* [DOCUMENT EXTRACT]:
= = = = = = =

The third well of the Kakwa program, located at 2-30-64-4W6 (the "2-30 well") has been drilled and is currently awaiting completion. Completion of this well is scheduled for late November, 2010. The 2-30 well was drilled to a bottom hole location immediately north of ProspEx's 15-19-64-4W6 well (the "15-19 well"), which has produced for nine months with an average gross raw gas rate of 5.9 mmcf per day over the nine month period. ProspEx has a 30% working interest in the 2-30 well.
ProspEx currently has one additional Kakwa horizontal well scheduled to commence drilling prior to year end 2010. This well is intended to confirm the extension of the Falher trend to the south of the Company's existing wells. ProspEx has an inventory of 21 (10.5 net) undrilled horizontal well locations in Kakwa.
Production
Production (boe/d) | Q3 2010 | Q2 2010 | Q1 2010 | Q4 2009 | Q3 2009 |
West Central Alberta | 930 | 925 | 1,030 | 1,280 | 1,289 |
Deep Basin | 1,737 | 2,129 | 1,953 | 1,183 | 675 |
Other Areas | 18 | 32 | 11 | 14 | 14 |
Total | 2,685 | 3,086 | 2,994 | 2,477 | 1,978 |
Third quarter 2010 production averaged 2,685 boe per day. Production increased by 36% compared to the third quarter of 2009, but declined modestly compared to the second quarter of 2010, as no material new production was brought on stream during the quarter. However, with the new Kakwa 13-8 well coming on stream recently, current production is now estimated to be 3,400 boe per day. ProspEx has incremental production from the Pembina horizontal well discussed above, and incremental production from both the Kakwa 13-16 and 2-30 wells still to come on stream. In addition, approximately 500 boe per day of production from previously drilled Kakwa wells has been temporarily curtailed due to the high initial production rates from the 13-8 well. This curtailed production is expected to resume as the initial production rates from the 13-8 well subside.
In light of lower natural gas prices, the Company elected not to spend additional capital to maintain the pace of its capital spending program in the face of wet weather conditions. Accordingly, ProspEx now expects annual average production to be approximately 3,000 boe per day, down from the previous forecast of 3,100 to 3,300 boe per day. However, the Company believes that it is on track to meet its previously issued 4,000 boe per day production guidance for late December.

= = = = = = =

Entries taken from a collection
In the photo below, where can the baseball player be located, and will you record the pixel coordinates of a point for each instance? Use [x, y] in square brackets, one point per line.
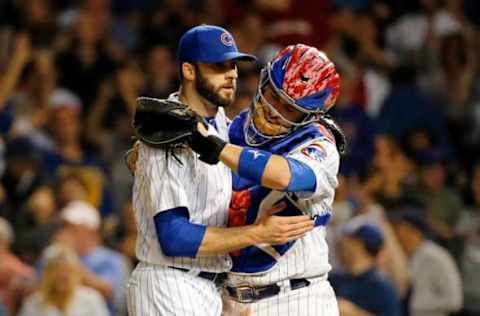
[181, 204]
[286, 150]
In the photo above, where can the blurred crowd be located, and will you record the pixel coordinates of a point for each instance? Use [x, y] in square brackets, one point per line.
[405, 235]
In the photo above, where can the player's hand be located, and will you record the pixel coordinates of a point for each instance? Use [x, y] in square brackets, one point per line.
[272, 229]
[202, 129]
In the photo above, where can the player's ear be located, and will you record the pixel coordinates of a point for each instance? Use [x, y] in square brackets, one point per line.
[188, 71]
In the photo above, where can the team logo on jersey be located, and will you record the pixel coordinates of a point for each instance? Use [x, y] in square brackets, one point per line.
[315, 151]
[226, 39]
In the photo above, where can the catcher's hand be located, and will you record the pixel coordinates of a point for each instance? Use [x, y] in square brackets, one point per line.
[340, 139]
[165, 124]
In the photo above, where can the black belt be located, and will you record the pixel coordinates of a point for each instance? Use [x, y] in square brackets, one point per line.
[211, 276]
[249, 294]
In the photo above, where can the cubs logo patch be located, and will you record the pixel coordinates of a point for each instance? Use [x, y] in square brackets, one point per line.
[226, 39]
[315, 151]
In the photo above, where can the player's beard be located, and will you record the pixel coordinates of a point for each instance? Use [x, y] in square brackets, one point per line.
[208, 91]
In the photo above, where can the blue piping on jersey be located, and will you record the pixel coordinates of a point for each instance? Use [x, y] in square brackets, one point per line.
[176, 235]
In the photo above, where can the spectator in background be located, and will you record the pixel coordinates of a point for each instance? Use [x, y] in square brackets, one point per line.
[362, 289]
[103, 269]
[407, 108]
[24, 175]
[390, 179]
[468, 228]
[441, 201]
[60, 291]
[41, 221]
[86, 62]
[436, 287]
[357, 126]
[16, 278]
[68, 149]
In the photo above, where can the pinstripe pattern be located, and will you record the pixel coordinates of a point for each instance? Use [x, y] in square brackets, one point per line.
[161, 183]
[157, 290]
[318, 299]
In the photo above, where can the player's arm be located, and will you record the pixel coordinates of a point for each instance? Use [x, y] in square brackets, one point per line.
[269, 170]
[262, 167]
[178, 237]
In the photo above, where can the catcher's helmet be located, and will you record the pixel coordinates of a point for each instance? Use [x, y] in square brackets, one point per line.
[303, 77]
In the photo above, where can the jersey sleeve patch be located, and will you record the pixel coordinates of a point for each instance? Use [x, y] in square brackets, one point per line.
[315, 151]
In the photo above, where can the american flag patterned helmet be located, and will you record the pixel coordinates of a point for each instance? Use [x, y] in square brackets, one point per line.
[304, 78]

= = = = = = =

* [SET TASK A]: According to the ProspEx operations update, what working interest does ProspEx hold in the 2-30 well?
* [SET TASK B]: Explain why, according to the ProspEx operations update, the Company lowered its forecast of annual average production.
* [SET TASK C]: Reproduce the passage of the ProspEx operations update starting with "In light of" and going on through "for late December.".
The records are not required for any of the work that follows.

* [WRITTEN RESPONSE A]: ProspEx holds a 30% working interest in the 2-30 well.

* [WRITTEN RESPONSE B]: Because natural gas prices were lower, the Company chose not to spend additional capital to keep its capital spending program on pace despite wet weather conditions. As a result, it now expects annual average production of approximately 3,000 boe per day, down from the previous forecast of 3,100 to 3,300 boe per day.

* [WRITTEN RESPONSE C]:
In light of lower natural gas prices, the Company elected not to spend additional capital to maintain the pace of its capital spending program in the face of wet weather conditions. Accordingly, ProspEx now expects annual average production to be approximately 3,000 boe per day, down from the previous forecast of 3,100 to 3,300 boe per day. However, the Company believes that it is on track to meet its previously issued 4,000 boe per day production guidance for late December.